Questions about builtin RegExp

Mon Feb 20 16:10:40 PST 2006

Regan Heath wrote:
> Walter Bright <newshound at digitalmars.com> wrote:
>> "Regan Heath" <regan at netwin.co.nz> wrote 
>>
>>> Here's how I'd do it:
>>
>> Your's is a lot of code to do what a regex does.
> 
> This is true, though my code is likely faster.
> 
>> Now recognize a url <g>.
> 
> Nah. You've made your point.. in fact I was secretly trying to help. <g>

DISCLAIMER INSERTED WHEN PROOFREADING:

I'm not attacking you, or anybody's opinion here, I'm just thinking 
aloud -- mostly to sort out my own opinion on this issue!  :-)

> Regex is a good general purpose string parsing facility. I personally 
> find  composing a regex can be complicated, likely it's easier with 
> practice. A  custom piece of code is probably faster and I find it 
> easier to tweak. In  the end, unless it was performance critical or has 
> resisted my initial  efforts at composing a regex, I'd probably use a 
> regex.

Heh, interestingly, I have the same feeling about all three!! (I.e.

▬▬▬▬▬▬

- [WRITTEN INSTRUCTION A]
In the entries, write out everything from the line containing "of the **metal" down to the line containing "POLYGON ((51 192, 59", both lines included, reproducing each line exactly.
The entries that follow are unrelated to the forum thread above.

▬▬▬▬▬▬

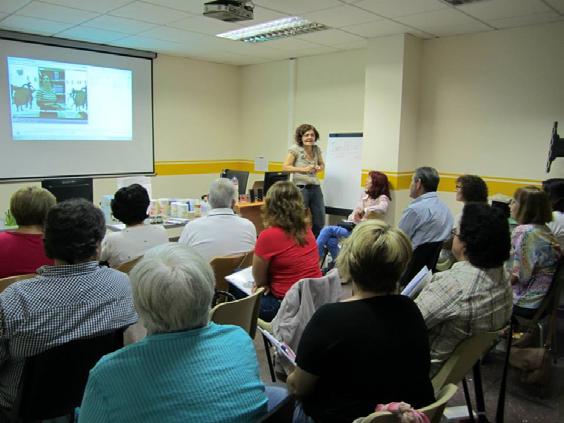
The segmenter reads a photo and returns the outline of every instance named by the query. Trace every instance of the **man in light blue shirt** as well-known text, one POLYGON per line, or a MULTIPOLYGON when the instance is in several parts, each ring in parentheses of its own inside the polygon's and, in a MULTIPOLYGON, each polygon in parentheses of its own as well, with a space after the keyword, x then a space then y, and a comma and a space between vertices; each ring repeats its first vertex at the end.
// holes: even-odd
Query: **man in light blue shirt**
POLYGON ((415 169, 409 196, 411 204, 403 211, 399 228, 413 244, 413 249, 428 242, 444 241, 454 225, 452 214, 437 196, 439 173, 432 167, 415 169))

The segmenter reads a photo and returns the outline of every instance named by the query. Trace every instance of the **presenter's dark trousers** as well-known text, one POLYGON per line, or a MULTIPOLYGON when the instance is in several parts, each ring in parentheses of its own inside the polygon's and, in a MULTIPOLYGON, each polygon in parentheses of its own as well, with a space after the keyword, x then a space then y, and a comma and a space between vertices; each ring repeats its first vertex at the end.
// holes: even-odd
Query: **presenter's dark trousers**
POLYGON ((319 185, 299 185, 302 192, 304 206, 311 211, 311 230, 317 238, 323 226, 325 226, 325 201, 323 192, 319 185))

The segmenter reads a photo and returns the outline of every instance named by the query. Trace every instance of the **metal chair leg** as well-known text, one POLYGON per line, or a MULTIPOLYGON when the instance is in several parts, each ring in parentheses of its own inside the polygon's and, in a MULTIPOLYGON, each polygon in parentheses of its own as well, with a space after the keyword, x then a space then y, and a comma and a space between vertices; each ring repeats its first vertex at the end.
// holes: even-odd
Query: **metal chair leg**
POLYGON ((272 357, 270 356, 270 341, 264 335, 262 335, 262 340, 264 342, 264 353, 266 354, 266 361, 268 362, 268 370, 270 370, 270 378, 272 379, 272 382, 276 382, 274 365, 272 364, 272 357))
POLYGON ((468 417, 470 421, 473 423, 474 420, 474 412, 472 411, 472 399, 470 399, 470 392, 468 391, 468 383, 466 382, 466 378, 462 378, 462 388, 464 389, 464 399, 466 400, 466 407, 468 407, 468 417))
POLYGON ((482 388, 482 372, 480 366, 482 360, 478 360, 472 371, 474 373, 474 395, 476 396, 476 412, 478 413, 478 421, 480 423, 487 422, 486 417, 486 402, 484 401, 484 390, 482 388))

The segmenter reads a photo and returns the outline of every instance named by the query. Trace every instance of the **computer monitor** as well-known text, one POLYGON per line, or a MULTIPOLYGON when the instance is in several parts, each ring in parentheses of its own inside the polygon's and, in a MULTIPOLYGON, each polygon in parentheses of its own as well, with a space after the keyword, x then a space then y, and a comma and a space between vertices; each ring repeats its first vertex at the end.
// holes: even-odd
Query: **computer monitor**
POLYGON ((272 185, 279 181, 287 181, 290 179, 288 172, 264 172, 264 195, 272 185))
POLYGON ((223 169, 219 177, 227 178, 227 179, 233 179, 233 177, 235 177, 239 182, 239 195, 243 195, 247 191, 247 181, 249 180, 249 172, 245 172, 243 170, 223 169))
POLYGON ((51 192, 59 203, 71 198, 84 198, 90 202, 94 199, 92 178, 44 179, 41 187, 51 192))

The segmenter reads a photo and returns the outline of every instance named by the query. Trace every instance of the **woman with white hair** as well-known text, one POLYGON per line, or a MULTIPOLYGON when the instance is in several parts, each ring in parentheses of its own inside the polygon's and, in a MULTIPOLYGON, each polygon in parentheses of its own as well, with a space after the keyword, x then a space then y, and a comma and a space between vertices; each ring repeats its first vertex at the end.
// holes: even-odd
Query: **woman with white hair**
POLYGON ((301 400, 294 422, 351 422, 377 404, 434 401, 429 340, 421 312, 398 281, 411 258, 405 233, 380 220, 359 224, 337 258, 354 295, 319 308, 288 376, 301 400))
POLYGON ((90 371, 80 422, 254 422, 267 410, 249 336, 209 322, 214 275, 191 248, 149 250, 131 275, 148 335, 90 371))

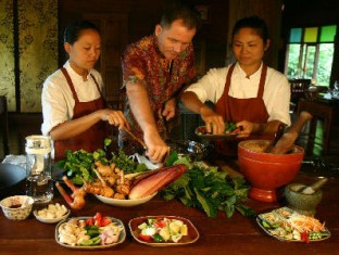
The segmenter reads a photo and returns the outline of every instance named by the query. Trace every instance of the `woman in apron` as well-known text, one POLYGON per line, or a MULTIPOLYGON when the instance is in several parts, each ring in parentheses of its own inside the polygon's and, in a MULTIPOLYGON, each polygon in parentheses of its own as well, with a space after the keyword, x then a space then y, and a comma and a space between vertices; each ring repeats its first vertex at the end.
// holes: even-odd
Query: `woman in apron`
POLYGON ((241 127, 237 141, 216 142, 223 154, 236 155, 241 139, 271 139, 279 124, 290 125, 290 86, 281 73, 263 63, 268 47, 268 29, 261 17, 239 20, 231 35, 236 63, 210 69, 181 95, 184 105, 201 115, 209 132, 223 133, 225 122, 241 127))
POLYGON ((52 138, 56 161, 65 157, 65 150, 103 148, 106 124, 129 129, 121 111, 105 106, 102 77, 93 69, 100 43, 100 31, 92 23, 79 21, 67 26, 64 49, 70 59, 43 84, 41 130, 52 138))

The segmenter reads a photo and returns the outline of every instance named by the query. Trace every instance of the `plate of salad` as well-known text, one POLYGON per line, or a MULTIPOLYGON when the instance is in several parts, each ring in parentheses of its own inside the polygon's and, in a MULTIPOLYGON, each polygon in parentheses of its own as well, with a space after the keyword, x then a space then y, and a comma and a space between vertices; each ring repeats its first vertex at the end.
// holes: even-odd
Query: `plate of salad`
POLYGON ((198 241, 199 232, 192 222, 179 216, 142 216, 128 222, 133 238, 149 246, 173 246, 198 241))
POLYGON ((329 230, 318 219, 281 207, 256 217, 259 226, 271 237, 287 242, 314 242, 330 238, 329 230))
POLYGON ((196 135, 202 139, 224 139, 224 140, 233 140, 238 136, 240 131, 240 127, 237 127, 235 123, 225 122, 225 130, 223 133, 213 135, 208 132, 206 126, 199 126, 196 128, 196 135))
POLYGON ((100 250, 115 246, 126 239, 124 224, 116 218, 97 213, 93 217, 74 217, 60 221, 55 241, 77 250, 100 250))

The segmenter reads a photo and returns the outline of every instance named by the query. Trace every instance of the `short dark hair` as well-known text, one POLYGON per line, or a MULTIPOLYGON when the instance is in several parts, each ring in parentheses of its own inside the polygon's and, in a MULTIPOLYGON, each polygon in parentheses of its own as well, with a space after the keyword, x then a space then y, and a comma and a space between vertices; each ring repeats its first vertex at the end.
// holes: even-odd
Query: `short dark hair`
POLYGON ((93 23, 89 21, 76 21, 76 22, 71 23, 66 27, 64 31, 64 42, 68 42, 70 44, 73 44, 75 41, 78 40, 81 31, 86 29, 96 30, 100 35, 100 29, 93 23))
POLYGON ((258 35, 263 39, 264 43, 266 43, 267 40, 269 39, 268 27, 266 25, 266 22, 260 16, 254 15, 243 17, 236 23, 231 33, 231 40, 235 38, 235 36, 239 33, 241 28, 246 27, 255 29, 258 35))
POLYGON ((160 20, 162 27, 171 27, 174 21, 181 20, 189 29, 199 29, 201 25, 200 13, 188 4, 174 4, 164 9, 160 20))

▬▬▬▬▬▬

- [WRITTEN INSTRUCTION B]
Carry on the forum thread about builtin RegExp from the point where it stops.

- [RESULT A]
The segmenter reads a photo and returns the outline of every instance named by the query. Trace every instance of the **metal chair leg** as well-known text, one POLYGON per line, or a MULTIPOLYGON when the instance is in several parts, each ring in parentheses of its own inside the polygon's and, in a MULTIPOLYGON, each polygon in parentheses of its own as well, with a space after the keyword, x then a space then y, and a comma and a space between vertices; each ring repeats its first vertex at the end.
// holes: even-odd
Query: **metal chair leg**
POLYGON ((272 357, 270 356, 270 341, 264 335, 262 335, 262 340, 264 342, 264 353, 266 354, 266 361, 268 362, 268 370, 270 370, 270 378, 272 379, 272 382, 276 382, 274 365, 272 364, 272 357))
POLYGON ((468 417, 470 421, 473 423, 474 420, 474 412, 472 411, 472 399, 470 399, 470 392, 468 391, 468 383, 466 382, 466 378, 462 378, 462 388, 464 389, 464 399, 466 400, 466 407, 468 407, 468 417))
POLYGON ((482 388, 482 372, 480 366, 482 360, 478 360, 472 371, 474 373, 474 395, 476 396, 476 412, 478 413, 478 421, 480 423, 487 422, 486 417, 486 402, 484 401, 484 390, 482 388))

The segmenter reads a photo and returns the outline of every instance named by the query. Trace every instance of the **computer monitor** as well-known text, one POLYGON per line, or a MULTIPOLYGON when the instance is in several parts, each ring in parentheses of its own inside the polygon's and, in a MULTIPOLYGON, each polygon in parentheses of its own as well, with a space after the keyword, x then a space then y, and a comma and a space between vertices; each ring repeats its first vertex at the end.
// holes: even-odd
Query: **computer monitor**
POLYGON ((272 185, 279 181, 287 181, 290 179, 288 172, 264 172, 264 195, 272 185))
POLYGON ((223 169, 219 177, 227 178, 227 179, 233 179, 233 177, 235 177, 239 182, 239 195, 243 195, 247 191, 247 181, 249 180, 249 172, 245 172, 243 170, 223 169))
POLYGON ((51 192, 59 203, 71 198, 84 198, 90 202, 94 199, 92 178, 44 179, 41 187, 51 192))

- [RESULT B]
composing nontrivial regexes is hard, custom code is faster and easier 
to tweak.)

But I can't but wonder whether I'm wrong on all three!

In other words, writing custom code to do the same as a nontrivial 
regexp might feel the easier choice at the outset, but the sheer number 
of lines required (for example for the url recognition task) makes the 
code error prone and unobvious.

And I too _feel_ that the custom code would be faster, but, on second 
thought, I'd probably have to do some intensive optimizing cycles if I 
were against an average regexp implementation. ;-( This regexp stuff is 
"well understood" and polished during decades, after all.

As to "easier to tweak", suppose that Boss comes to you 2 months later 
and wants this Url Recognizer (which you had to write in a hurry to 
compete with the regexp guy in the next cubicle) to only accept 
top-level domains in country specific urls, you'd be hard put to know 
where to start tweaking, while the other guy gets it right in 30 seconds 
flat tweaking his regexp code.

(The boss' tweak accepts foo.fi but not foo.bar.fi nor foo.com)

> Here's how I'd do it:
> 
> import std.stdio;
> import std.string;
> 
> char[] some_text = "The email address Walter is posting from is  newshound at digitalmars.com.  The headers for your message have  <news at terrainformatica.com>, so I would assume that is your address.  My  address can be found in this HTML: <a  href=\"mailto:unknown at simplemachines.org\">my email</a>";
> 
> void main()
> {
>     char[][] res;   
>     res = parse_string(some_text);
>     foreach(int i, char[] r; res)
>         writefln("%d. %s",i+1,r);
> }
> 
> bool valid_email_char(char c)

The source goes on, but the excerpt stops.